- _DATA FOR THIS TASK_:
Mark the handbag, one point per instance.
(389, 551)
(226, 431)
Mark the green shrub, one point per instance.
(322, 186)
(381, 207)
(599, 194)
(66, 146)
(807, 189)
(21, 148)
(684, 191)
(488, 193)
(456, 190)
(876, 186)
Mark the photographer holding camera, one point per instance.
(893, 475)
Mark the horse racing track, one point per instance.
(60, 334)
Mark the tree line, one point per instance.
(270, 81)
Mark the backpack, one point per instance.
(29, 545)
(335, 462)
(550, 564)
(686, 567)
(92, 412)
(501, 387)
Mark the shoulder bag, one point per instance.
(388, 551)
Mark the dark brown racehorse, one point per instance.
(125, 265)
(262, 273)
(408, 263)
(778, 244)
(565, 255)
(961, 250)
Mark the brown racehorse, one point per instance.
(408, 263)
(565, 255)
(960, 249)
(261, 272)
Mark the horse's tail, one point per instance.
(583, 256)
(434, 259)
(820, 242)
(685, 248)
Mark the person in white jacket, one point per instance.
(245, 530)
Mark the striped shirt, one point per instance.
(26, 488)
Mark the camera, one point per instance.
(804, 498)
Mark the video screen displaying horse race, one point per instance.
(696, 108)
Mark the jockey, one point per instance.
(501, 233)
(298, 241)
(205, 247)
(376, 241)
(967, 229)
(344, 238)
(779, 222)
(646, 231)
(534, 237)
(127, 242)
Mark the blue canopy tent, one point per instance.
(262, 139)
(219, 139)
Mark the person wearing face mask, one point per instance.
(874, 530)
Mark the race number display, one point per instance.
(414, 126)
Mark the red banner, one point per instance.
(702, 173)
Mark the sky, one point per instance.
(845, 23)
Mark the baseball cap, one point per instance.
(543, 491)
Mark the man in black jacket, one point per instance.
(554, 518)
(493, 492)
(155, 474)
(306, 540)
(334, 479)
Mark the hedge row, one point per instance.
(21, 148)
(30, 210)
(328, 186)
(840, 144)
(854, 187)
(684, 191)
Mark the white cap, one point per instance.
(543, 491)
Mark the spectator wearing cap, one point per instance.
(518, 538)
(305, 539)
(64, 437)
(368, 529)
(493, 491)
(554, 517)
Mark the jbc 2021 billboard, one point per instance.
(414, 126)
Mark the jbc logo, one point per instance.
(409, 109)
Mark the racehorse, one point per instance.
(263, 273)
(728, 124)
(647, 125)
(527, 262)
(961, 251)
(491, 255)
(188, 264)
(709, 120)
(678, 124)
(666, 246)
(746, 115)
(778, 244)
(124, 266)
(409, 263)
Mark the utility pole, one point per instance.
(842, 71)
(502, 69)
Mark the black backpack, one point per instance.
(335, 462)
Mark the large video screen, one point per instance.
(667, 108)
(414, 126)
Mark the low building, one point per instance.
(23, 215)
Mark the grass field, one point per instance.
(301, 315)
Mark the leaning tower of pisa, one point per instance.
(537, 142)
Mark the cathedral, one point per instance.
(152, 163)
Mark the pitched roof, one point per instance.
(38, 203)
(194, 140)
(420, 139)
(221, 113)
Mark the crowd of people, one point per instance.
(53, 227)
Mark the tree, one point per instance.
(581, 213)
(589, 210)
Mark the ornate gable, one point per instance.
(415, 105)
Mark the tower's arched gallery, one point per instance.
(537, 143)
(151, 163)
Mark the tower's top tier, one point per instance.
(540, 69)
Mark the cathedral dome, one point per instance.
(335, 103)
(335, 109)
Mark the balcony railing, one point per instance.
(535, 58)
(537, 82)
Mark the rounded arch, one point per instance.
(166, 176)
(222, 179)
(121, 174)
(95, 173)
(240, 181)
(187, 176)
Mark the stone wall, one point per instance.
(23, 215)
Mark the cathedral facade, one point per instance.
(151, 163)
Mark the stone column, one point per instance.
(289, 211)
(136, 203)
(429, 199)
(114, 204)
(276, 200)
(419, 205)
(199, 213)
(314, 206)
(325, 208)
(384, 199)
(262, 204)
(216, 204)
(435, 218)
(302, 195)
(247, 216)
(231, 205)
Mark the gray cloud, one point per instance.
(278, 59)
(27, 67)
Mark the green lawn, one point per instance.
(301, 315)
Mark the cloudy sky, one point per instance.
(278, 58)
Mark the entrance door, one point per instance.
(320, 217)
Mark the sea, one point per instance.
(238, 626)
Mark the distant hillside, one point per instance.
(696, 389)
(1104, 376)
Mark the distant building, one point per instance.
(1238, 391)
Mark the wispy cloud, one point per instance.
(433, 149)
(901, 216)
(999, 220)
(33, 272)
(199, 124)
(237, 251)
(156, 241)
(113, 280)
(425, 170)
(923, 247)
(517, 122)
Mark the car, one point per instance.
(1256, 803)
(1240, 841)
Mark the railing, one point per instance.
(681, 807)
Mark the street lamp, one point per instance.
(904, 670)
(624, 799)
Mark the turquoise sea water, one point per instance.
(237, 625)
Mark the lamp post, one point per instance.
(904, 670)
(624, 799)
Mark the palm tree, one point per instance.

- _TASK PROMPT_:
Your answer must contain every line of the records, exactly.

- _REPLY_:
Mark the handbag, one point per instance.
(389, 551)
(226, 431)
Mark the green shrub, one point per instance.
(322, 186)
(381, 207)
(599, 194)
(66, 146)
(807, 189)
(21, 148)
(684, 191)
(488, 193)
(456, 190)
(876, 186)
Mark the photographer holding camera, one point per instance.
(893, 475)
Mark the horse racing track, one point per instance.
(60, 334)
Mark the tree line, one point per instance.
(270, 81)
Mark the backpack, one point per instance.
(29, 545)
(335, 462)
(550, 564)
(686, 567)
(92, 412)
(501, 387)
Mark the shoulder bag, one point per instance.
(388, 551)
Mark the dark brown racehorse, one point per instance.
(125, 265)
(262, 273)
(408, 263)
(778, 244)
(565, 255)
(961, 250)
Mark the brown racehorse, one point per instance.
(408, 263)
(565, 255)
(960, 249)
(261, 272)
Mark the horse's tail, one point per instance.
(583, 256)
(434, 259)
(820, 242)
(685, 248)
Mark the person in white jacket, one point per instance.
(245, 530)
Mark the striped shirt, one point per instance.
(26, 488)
Mark the camera, one point per instance.
(804, 498)
Mark the video screen displaying horse race, one point per instance.
(696, 108)
Mark the jockey, one point per instance.
(501, 233)
(298, 241)
(205, 247)
(376, 241)
(967, 229)
(344, 238)
(779, 222)
(646, 231)
(534, 237)
(127, 242)
Mark the blue canopy tent, one point per instance.
(262, 139)
(219, 139)
Mark the person wearing face mask, one point per instance.
(874, 530)
Mark the race number display, one point per instance.
(414, 126)
Mark the red banner, one point per instance.
(702, 173)
Mark the sky, one point per instance.
(845, 23)
Mark the baseball cap, one point per instance.
(543, 491)
Mark the man in black jacket, one point per instance.
(554, 518)
(493, 492)
(155, 474)
(306, 540)
(334, 479)
Mark the hedge row, one point per instance.
(21, 148)
(30, 210)
(328, 186)
(840, 144)
(854, 187)
(684, 191)
Mark the white cap, one point per instance.
(543, 491)
Mark the spectator wearing cap, one point per instance.
(518, 538)
(305, 539)
(64, 437)
(368, 529)
(493, 491)
(554, 517)
Mark the jbc 2021 billboard, one point per instance.
(414, 126)
Mark the jbc logo, one point per instance.
(409, 109)
Mark the racehorse, one point per instance.
(263, 273)
(728, 124)
(647, 125)
(527, 262)
(961, 251)
(491, 255)
(188, 264)
(709, 120)
(678, 124)
(666, 246)
(746, 115)
(778, 244)
(124, 266)
(409, 263)
Mark the utility pole, one point per instance.
(842, 71)
(502, 69)
Mark the black backpack, one point per instance.
(335, 462)
Mark the large video screen, one point per instance.
(667, 108)
(414, 126)
Mark the low building, one point per instance.
(23, 215)
Mark the grass field, one point per instance.
(301, 315)
Mark the leaning tower of pisa, one point per instance.
(537, 142)
Mark the cathedral, one point per instance.
(152, 163)
Mark the pitched roof, one point per instance.
(38, 203)
(194, 140)
(420, 139)
(221, 113)
Mark the crowd of people, one point per instance.
(53, 227)
Mark the tree, one point per instance.
(581, 213)
(589, 210)
Mark the ornate gable, one point per instance.
(415, 105)
Mark the tower's arched gallery, one point per instance.
(537, 143)
(151, 163)
Mark the tower's top tier, one point per instance.
(540, 69)
Mark the cathedral dome, one point per instance.
(335, 103)
(335, 109)
Mark the balcony railing, one point per instance.
(535, 58)
(537, 82)
Mark the rounded arch, one point per instance.
(166, 176)
(222, 179)
(121, 174)
(95, 173)
(240, 181)
(187, 176)
Mark the stone wall, one point per instance.
(23, 215)
Mark the cathedral facade, one point per instance.
(151, 163)
Mark the stone column, one point per instance.
(289, 211)
(136, 203)
(429, 199)
(114, 204)
(276, 200)
(419, 205)
(199, 213)
(314, 206)
(325, 208)
(384, 199)
(262, 204)
(216, 204)
(435, 218)
(302, 195)
(247, 216)
(231, 205)
Mark the gray cloud, one point per instance.
(278, 59)
(27, 67)
Mark the green lawn, one point per instance.
(301, 315)
Mark the cloudy sky, one point per instance.
(278, 58)
Mark the entrance door, one point per instance.
(320, 217)
Mark the sea, one point per instance.
(238, 626)
Mark the distant hillside, one point per instance.
(696, 389)
(1104, 376)
Mark the distant building, one point per instance.
(1238, 391)
Mark the wispy cloud, one point per instance.
(433, 149)
(901, 216)
(999, 220)
(33, 272)
(199, 124)
(237, 251)
(156, 241)
(113, 280)
(425, 170)
(923, 247)
(517, 122)
Mark the car, one point per instance.
(1256, 803)
(1240, 841)
Mark the railing, one point per instance.
(681, 807)
Mark the street lamp, one point per instance.
(904, 670)
(624, 799)
Mark the turquoise sea water, one point per instance.
(237, 625)
Mark the lamp post, one point per instance.
(904, 670)
(624, 799)
Mark the palm tree, one point per instance.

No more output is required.